— start Records for the exercise —

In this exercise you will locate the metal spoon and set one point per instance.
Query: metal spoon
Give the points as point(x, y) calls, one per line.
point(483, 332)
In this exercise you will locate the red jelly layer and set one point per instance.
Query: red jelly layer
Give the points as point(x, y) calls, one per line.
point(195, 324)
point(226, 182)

— end Records for the exercise —
— start Records for the exercise —

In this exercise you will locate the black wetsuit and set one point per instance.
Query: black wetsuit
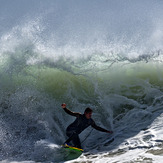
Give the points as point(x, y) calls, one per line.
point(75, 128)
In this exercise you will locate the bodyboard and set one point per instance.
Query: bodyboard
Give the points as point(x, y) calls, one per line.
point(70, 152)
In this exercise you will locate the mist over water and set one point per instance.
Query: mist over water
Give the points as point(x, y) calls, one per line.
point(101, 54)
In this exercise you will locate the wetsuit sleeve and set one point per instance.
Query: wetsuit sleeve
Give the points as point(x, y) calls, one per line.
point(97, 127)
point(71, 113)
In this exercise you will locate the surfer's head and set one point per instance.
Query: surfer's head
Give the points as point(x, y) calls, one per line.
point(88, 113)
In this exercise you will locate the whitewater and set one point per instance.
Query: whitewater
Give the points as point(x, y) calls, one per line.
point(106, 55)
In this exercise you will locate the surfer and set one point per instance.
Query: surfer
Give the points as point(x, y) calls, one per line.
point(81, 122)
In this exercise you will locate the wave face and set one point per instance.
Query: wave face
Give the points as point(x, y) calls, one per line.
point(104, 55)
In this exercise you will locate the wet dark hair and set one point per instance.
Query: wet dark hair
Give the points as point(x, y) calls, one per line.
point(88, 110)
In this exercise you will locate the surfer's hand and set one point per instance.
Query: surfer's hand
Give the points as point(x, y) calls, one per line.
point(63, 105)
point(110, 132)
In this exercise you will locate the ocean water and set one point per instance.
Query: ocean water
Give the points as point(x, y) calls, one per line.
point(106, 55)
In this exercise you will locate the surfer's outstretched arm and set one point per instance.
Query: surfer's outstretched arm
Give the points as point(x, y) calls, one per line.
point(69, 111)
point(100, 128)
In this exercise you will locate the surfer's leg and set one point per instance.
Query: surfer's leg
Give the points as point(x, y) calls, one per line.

— end Records for the exercise —
— start Records for the exercise —

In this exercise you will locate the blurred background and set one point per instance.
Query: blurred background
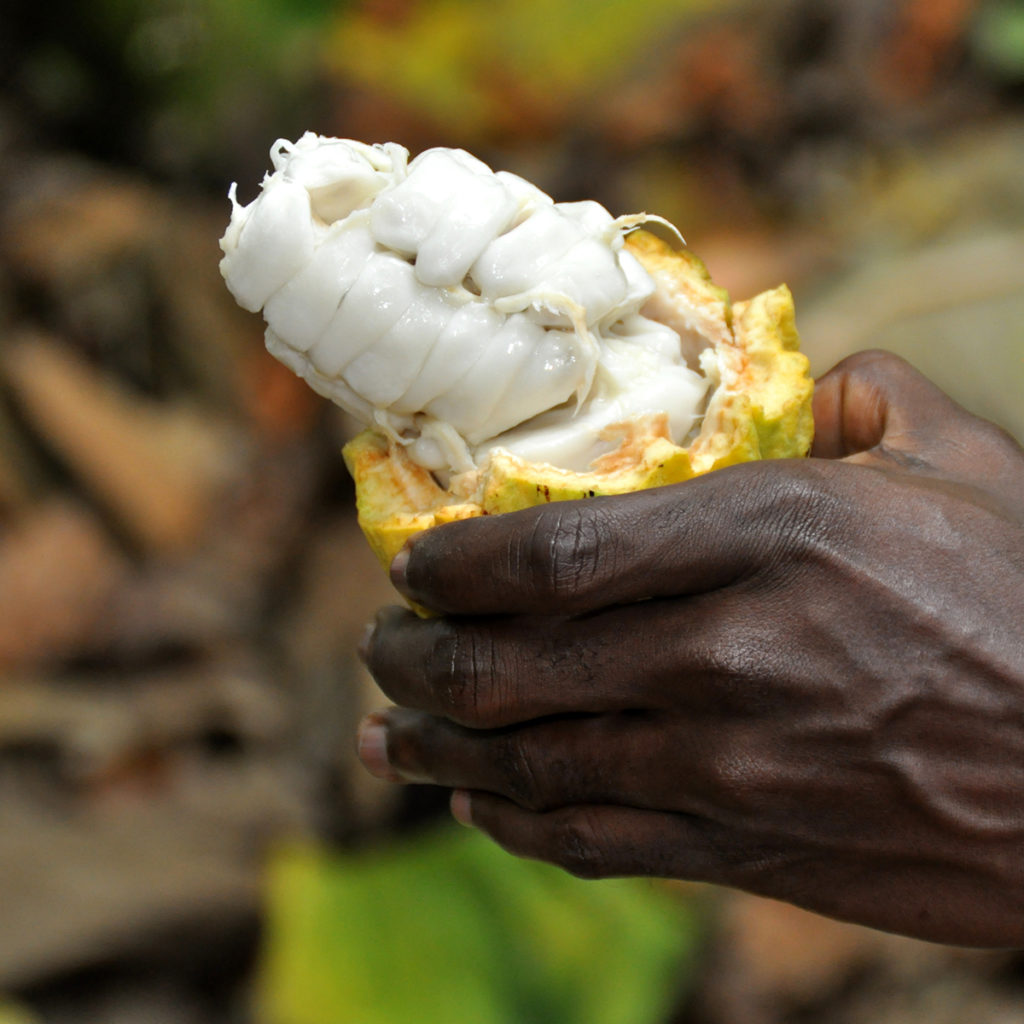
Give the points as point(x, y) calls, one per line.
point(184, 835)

— end Records for the exercise —

- [Given task] Copy the entries from the line with "In this exercise you will locate the metal" to the line with "point(226, 182)", swapping "red jelly layer" for "green jelly layer" and leaving everything else unchanged.

- [Answer for the task]
In this exercise you will locate the metal spoon and set one point per instance.
Query: metal spoon
Give the points as point(x, y) calls, one per line.
point(483, 332)
In this exercise you will locate the green jelly layer and set one point per instance.
Query: green jelly layer
Give the points as point(x, y) calls, one per line.
point(195, 324)
point(226, 182)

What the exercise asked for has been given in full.